Listing:
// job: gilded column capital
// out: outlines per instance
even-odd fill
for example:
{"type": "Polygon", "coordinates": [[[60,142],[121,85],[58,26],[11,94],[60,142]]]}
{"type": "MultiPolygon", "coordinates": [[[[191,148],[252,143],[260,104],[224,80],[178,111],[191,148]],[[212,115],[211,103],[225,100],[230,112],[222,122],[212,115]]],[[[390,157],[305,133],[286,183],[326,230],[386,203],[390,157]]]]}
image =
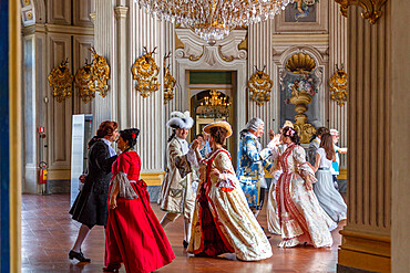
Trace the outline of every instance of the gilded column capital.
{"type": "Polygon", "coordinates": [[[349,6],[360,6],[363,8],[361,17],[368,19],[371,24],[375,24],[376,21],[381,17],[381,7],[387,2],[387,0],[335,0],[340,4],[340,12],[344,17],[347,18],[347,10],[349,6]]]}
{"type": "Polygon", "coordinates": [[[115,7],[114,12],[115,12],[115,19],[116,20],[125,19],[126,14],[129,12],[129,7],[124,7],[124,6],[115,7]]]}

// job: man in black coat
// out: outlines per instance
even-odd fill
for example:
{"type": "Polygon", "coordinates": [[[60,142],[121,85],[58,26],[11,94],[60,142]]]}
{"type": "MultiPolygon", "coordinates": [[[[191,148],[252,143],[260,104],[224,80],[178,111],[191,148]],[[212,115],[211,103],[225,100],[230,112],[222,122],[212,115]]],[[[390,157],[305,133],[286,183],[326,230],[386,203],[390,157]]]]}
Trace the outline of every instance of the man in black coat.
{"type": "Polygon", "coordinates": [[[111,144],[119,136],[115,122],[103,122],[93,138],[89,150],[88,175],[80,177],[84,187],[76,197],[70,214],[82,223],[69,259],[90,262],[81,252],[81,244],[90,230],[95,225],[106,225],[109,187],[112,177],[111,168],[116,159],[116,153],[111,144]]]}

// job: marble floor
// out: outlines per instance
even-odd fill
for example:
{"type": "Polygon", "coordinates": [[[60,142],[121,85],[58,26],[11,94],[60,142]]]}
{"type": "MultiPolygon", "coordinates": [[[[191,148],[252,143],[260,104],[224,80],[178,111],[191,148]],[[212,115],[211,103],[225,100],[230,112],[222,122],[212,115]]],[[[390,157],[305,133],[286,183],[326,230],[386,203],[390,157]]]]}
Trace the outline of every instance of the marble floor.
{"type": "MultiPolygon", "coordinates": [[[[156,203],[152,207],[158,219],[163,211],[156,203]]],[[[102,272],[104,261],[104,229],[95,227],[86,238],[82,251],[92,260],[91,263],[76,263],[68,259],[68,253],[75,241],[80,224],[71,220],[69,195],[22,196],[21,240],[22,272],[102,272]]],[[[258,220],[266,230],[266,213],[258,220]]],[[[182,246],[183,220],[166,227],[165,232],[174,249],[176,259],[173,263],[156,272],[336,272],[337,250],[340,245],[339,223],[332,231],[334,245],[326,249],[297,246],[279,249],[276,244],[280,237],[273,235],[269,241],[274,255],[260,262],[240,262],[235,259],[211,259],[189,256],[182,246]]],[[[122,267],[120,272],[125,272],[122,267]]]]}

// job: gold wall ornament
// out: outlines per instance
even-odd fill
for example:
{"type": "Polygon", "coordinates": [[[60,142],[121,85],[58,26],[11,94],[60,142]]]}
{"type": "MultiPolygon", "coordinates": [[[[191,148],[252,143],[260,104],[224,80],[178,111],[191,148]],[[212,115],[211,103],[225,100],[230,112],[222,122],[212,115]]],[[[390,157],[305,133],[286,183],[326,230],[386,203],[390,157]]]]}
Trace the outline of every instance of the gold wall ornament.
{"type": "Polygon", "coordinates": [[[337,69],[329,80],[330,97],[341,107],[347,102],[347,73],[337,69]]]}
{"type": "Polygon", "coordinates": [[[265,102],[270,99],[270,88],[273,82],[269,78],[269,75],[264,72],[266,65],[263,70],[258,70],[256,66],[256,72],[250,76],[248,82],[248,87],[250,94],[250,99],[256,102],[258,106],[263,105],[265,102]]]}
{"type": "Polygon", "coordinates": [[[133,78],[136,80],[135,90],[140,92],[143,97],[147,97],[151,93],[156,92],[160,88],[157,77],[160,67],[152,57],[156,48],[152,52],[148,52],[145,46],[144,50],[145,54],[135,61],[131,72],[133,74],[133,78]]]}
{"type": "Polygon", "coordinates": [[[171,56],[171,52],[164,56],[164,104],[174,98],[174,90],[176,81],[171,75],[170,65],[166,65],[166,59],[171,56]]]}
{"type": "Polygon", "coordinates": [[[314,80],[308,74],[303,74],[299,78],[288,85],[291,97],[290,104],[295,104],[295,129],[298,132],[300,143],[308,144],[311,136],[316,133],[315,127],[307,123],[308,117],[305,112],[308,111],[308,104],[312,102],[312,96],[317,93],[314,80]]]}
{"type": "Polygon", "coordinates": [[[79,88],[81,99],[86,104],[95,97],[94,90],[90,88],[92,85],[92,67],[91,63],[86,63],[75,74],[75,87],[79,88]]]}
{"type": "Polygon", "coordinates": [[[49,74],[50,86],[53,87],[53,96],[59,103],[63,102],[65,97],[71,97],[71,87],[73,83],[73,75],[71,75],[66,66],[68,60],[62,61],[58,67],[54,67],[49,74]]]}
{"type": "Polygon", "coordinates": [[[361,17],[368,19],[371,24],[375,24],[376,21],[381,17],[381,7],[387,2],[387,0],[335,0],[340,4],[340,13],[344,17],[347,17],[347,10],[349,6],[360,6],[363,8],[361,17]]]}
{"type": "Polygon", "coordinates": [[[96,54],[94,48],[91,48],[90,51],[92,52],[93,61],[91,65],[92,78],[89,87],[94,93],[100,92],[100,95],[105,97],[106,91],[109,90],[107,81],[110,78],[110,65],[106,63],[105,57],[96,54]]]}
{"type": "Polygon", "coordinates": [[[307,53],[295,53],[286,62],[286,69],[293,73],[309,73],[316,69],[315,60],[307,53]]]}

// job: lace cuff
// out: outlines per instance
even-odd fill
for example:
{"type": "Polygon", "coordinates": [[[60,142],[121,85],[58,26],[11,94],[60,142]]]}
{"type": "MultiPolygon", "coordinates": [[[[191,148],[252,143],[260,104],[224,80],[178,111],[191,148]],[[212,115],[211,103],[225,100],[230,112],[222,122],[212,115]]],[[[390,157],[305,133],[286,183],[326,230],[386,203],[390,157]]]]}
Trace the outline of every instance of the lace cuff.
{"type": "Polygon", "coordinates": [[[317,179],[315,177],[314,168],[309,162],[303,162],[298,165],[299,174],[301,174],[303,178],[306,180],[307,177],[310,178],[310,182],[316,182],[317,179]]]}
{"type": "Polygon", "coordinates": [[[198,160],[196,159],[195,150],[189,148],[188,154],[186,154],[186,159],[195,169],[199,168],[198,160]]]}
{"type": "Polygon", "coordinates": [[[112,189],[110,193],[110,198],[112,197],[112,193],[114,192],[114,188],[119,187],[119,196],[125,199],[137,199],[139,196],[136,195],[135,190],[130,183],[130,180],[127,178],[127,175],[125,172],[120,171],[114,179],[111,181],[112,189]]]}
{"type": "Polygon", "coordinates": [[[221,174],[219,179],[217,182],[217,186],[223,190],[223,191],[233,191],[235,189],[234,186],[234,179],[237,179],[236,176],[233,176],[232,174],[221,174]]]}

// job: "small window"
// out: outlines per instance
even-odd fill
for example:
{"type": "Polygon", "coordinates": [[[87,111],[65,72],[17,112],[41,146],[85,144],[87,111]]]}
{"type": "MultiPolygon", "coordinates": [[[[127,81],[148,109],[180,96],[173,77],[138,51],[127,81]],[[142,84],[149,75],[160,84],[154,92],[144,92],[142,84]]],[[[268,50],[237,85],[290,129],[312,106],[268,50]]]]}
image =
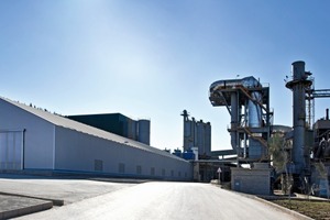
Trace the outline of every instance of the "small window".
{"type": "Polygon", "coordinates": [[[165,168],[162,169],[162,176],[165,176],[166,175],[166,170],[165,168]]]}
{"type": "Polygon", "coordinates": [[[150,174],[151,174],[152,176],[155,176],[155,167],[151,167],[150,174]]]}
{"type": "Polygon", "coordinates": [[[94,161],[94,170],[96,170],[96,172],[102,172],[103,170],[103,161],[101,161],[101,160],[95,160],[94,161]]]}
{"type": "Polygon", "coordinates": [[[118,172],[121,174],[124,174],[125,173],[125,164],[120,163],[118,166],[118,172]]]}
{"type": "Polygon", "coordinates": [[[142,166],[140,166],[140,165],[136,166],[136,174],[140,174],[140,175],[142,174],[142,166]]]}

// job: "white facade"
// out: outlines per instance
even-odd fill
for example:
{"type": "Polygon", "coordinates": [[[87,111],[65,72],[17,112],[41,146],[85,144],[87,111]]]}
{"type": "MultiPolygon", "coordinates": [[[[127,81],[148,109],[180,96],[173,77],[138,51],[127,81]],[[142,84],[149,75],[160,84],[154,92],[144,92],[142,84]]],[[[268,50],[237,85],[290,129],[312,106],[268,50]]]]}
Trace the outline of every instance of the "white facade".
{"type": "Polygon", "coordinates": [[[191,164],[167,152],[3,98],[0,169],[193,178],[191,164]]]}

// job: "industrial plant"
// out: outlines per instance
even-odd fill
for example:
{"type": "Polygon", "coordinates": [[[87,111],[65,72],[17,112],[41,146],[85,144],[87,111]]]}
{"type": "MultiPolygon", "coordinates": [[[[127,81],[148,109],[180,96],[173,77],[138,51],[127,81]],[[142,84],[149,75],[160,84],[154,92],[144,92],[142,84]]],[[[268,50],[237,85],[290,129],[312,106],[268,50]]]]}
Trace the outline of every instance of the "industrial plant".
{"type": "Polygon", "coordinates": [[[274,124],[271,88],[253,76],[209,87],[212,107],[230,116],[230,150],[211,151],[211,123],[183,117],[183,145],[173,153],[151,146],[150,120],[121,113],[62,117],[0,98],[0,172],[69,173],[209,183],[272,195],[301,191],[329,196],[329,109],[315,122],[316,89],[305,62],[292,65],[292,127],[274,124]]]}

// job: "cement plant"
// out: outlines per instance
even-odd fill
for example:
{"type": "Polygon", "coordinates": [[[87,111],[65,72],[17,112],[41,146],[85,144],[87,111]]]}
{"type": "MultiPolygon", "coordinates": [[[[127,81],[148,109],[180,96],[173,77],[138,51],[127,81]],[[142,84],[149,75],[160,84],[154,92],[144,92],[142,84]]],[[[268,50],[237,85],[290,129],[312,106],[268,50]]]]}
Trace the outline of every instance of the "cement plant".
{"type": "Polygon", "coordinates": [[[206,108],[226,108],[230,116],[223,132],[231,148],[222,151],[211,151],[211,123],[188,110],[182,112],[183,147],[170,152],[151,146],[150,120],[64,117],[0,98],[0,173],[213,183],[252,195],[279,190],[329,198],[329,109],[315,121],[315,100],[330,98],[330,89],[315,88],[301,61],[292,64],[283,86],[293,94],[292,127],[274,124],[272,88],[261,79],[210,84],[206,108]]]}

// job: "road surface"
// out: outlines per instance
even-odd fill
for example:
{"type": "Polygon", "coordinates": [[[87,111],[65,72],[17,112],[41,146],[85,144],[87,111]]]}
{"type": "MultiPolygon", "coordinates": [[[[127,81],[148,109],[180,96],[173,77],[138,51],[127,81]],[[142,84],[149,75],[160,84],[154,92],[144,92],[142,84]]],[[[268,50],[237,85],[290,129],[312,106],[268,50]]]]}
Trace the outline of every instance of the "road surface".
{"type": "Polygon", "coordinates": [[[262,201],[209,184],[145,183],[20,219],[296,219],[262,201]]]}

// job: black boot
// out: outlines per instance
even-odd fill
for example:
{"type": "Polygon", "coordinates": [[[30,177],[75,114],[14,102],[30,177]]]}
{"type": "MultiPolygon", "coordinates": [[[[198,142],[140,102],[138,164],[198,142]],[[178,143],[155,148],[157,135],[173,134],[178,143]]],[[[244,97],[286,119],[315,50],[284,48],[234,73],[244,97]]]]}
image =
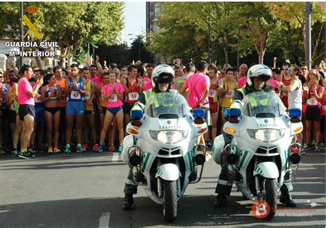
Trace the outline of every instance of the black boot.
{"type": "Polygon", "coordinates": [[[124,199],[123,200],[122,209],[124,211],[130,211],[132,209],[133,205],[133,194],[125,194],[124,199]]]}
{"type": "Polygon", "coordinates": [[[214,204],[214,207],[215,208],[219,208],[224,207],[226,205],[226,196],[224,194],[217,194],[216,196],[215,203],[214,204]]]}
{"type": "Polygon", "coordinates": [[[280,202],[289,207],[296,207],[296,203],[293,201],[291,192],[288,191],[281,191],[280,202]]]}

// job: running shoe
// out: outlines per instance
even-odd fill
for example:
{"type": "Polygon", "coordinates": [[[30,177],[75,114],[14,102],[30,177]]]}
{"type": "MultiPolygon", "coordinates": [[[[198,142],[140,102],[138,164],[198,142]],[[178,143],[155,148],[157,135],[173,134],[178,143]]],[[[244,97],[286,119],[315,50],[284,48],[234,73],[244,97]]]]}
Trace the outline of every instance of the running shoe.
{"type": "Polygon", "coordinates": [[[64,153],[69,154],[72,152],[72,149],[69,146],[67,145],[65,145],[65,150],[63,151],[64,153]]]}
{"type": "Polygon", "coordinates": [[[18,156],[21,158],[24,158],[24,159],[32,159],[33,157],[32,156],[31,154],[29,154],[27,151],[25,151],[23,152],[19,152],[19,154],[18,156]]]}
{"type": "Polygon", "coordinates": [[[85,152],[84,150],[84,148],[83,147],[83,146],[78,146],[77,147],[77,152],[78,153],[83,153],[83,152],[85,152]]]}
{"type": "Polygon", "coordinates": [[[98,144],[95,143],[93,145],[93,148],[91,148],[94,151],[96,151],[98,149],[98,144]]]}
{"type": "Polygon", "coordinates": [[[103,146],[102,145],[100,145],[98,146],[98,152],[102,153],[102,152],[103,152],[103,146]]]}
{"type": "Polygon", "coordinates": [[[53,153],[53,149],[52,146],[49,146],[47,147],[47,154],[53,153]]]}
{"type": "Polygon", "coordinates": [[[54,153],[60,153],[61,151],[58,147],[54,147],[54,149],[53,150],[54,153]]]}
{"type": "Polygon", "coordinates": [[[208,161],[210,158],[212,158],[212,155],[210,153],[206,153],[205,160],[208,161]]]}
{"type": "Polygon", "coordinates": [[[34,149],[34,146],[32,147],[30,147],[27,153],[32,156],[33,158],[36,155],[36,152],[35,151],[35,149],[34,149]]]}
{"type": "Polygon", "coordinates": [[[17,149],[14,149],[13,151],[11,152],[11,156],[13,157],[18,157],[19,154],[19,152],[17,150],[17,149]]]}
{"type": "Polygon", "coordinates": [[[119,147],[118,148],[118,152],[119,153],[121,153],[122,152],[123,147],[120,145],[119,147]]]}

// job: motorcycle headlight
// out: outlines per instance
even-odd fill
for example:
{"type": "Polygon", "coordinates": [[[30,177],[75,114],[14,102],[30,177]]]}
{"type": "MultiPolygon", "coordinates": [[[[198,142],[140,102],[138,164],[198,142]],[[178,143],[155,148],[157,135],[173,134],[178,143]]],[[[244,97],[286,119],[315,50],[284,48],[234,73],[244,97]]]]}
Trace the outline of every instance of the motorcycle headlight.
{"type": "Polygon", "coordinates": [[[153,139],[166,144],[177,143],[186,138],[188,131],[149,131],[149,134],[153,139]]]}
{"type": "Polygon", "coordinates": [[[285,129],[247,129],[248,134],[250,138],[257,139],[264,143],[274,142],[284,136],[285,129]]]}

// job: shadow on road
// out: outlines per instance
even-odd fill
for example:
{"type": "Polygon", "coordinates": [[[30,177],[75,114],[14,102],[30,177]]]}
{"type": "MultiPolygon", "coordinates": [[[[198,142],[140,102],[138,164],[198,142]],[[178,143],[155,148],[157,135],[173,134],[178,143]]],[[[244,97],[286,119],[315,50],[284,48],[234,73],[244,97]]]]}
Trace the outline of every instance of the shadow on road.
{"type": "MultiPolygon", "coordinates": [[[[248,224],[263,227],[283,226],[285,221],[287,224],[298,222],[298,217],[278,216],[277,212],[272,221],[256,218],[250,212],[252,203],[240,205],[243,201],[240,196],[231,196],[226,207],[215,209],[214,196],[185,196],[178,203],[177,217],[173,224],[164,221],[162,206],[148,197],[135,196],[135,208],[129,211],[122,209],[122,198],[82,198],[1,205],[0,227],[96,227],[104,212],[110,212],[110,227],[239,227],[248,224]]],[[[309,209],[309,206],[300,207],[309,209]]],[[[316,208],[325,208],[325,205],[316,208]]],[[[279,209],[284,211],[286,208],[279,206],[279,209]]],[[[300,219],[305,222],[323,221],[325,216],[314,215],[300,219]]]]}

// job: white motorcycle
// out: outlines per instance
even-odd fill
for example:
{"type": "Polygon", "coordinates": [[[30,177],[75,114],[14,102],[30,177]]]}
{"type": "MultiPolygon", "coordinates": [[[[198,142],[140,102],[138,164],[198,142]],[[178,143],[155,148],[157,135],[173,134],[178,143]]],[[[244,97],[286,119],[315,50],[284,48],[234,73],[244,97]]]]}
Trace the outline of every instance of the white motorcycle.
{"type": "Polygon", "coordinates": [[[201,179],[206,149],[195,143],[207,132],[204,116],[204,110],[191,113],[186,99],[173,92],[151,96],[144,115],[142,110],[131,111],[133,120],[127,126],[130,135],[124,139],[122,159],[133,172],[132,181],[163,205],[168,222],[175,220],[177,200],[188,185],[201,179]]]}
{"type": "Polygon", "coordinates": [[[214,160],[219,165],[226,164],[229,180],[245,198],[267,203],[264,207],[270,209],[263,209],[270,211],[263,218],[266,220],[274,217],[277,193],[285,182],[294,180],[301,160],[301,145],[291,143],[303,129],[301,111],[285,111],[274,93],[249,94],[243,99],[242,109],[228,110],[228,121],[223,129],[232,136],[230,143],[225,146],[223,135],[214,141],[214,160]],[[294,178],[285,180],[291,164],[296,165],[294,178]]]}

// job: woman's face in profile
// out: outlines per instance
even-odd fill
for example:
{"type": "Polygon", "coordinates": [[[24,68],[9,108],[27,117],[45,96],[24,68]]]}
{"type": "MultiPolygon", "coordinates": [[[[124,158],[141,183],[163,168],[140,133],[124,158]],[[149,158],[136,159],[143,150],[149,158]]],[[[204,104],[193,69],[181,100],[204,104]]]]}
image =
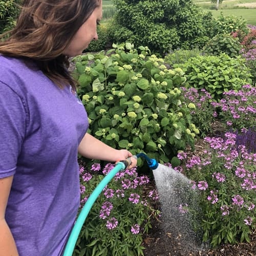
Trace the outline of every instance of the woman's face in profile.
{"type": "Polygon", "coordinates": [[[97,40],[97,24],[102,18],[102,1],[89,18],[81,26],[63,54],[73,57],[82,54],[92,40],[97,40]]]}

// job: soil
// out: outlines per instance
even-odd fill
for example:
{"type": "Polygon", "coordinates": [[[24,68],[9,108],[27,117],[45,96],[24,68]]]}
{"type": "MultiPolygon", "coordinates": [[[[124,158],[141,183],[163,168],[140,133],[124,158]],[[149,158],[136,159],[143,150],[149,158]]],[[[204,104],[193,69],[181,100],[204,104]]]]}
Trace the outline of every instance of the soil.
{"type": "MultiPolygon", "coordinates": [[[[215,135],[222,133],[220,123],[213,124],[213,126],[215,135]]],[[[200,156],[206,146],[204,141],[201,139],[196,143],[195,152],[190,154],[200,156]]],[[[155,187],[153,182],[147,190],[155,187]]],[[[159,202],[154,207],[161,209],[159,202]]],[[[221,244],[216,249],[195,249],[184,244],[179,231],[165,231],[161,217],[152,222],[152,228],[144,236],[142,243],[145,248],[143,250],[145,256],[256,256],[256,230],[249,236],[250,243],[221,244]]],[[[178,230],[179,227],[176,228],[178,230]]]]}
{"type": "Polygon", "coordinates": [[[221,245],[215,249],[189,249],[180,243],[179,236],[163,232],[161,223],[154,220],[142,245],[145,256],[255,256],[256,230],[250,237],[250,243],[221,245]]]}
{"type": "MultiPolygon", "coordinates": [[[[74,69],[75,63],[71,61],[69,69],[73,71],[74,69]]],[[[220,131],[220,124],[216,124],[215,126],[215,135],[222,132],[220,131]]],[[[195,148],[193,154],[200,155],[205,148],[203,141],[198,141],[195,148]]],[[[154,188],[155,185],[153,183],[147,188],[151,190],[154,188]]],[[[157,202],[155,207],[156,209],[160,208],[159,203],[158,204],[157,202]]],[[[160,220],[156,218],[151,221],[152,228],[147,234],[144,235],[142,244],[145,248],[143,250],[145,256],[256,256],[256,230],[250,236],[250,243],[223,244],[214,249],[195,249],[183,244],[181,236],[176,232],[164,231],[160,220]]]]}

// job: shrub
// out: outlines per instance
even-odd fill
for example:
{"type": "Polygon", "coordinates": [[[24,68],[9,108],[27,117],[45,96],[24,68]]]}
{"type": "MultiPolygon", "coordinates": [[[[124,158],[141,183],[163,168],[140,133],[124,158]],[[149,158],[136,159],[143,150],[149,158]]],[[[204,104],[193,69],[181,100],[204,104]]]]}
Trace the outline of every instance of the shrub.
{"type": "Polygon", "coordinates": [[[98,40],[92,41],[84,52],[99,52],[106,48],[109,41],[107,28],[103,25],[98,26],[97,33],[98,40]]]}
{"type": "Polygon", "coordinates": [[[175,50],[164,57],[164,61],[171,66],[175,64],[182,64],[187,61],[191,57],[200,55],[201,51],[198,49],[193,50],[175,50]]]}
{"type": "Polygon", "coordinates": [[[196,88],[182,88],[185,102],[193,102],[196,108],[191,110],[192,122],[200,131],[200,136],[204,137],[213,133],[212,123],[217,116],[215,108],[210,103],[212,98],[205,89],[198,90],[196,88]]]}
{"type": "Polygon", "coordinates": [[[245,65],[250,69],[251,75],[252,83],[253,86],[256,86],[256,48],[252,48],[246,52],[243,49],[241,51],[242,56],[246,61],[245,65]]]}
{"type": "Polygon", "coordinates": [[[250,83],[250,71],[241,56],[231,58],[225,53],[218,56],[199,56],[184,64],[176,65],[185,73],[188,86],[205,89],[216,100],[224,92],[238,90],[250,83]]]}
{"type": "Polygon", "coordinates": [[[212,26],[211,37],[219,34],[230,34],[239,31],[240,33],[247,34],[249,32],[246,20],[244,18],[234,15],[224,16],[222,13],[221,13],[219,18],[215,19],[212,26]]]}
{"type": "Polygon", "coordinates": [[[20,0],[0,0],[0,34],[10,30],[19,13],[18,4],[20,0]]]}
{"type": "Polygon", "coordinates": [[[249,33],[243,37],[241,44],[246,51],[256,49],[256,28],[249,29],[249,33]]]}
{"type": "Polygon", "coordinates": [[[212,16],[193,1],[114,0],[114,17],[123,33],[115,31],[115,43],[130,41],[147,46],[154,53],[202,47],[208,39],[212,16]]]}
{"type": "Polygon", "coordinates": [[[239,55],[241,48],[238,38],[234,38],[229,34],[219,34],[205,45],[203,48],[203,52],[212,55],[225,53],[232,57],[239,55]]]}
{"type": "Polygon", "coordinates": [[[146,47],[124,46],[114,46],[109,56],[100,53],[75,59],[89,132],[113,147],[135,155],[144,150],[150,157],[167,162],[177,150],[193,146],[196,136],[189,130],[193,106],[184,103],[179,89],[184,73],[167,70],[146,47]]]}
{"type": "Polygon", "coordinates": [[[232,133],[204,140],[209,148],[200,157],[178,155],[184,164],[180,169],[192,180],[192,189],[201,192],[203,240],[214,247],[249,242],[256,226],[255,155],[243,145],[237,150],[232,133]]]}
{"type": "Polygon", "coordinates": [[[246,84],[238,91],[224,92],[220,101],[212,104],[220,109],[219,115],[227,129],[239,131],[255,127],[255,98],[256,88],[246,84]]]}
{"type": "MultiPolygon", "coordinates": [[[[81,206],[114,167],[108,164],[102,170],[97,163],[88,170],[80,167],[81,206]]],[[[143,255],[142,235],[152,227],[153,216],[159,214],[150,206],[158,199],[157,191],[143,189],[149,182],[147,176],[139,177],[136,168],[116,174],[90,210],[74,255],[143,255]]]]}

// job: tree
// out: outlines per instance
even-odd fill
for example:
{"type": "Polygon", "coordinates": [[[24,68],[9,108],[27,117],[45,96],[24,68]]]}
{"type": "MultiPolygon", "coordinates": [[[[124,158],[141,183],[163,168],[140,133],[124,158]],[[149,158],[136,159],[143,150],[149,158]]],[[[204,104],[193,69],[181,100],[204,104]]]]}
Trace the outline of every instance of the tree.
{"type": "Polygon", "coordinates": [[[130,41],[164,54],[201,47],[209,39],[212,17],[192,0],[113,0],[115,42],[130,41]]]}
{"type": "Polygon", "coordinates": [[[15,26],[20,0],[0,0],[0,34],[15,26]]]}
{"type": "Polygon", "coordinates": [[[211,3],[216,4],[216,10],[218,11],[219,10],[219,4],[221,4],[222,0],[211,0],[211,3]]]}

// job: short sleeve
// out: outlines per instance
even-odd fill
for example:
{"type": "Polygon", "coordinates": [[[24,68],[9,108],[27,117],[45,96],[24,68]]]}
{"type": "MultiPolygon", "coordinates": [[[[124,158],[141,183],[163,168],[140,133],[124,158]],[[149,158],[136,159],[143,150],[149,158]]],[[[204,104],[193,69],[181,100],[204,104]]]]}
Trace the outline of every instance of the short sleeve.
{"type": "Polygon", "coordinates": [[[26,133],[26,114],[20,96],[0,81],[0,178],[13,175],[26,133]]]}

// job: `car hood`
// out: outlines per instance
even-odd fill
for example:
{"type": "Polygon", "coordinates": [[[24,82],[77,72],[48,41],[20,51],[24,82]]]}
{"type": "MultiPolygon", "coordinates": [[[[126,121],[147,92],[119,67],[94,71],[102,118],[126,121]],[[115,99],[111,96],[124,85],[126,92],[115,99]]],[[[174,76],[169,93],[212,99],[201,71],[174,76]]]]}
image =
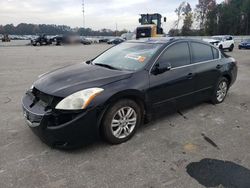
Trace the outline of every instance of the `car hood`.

Task goal:
Revise the lines of the material between the line holding "job: man in black coat" and the line holding "Trace the outline of every instance of the man", inclusive, so that "even-odd fill" becomes "nonzero fill" and nothing else changes. Give only those lines.

Solved exercise:
// job: man in black coat
// out: outlines per instance
nonzero fill
for example:
{"type": "Polygon", "coordinates": [[[60,142],[121,85],[58,26],[11,94],[60,142]]]}
{"type": "MultiPolygon", "coordinates": [[[[191,148],[252,143],[260,104],[224,80],[178,111],[191,148]],[[212,115],[211,103],[225,100],[230,112],[222,122],[212,115]]],[[[390,157],[305,133],[286,183],[326,230],[386,203],[390,157]]]]}
Trace the outline of every instance of the man in black coat.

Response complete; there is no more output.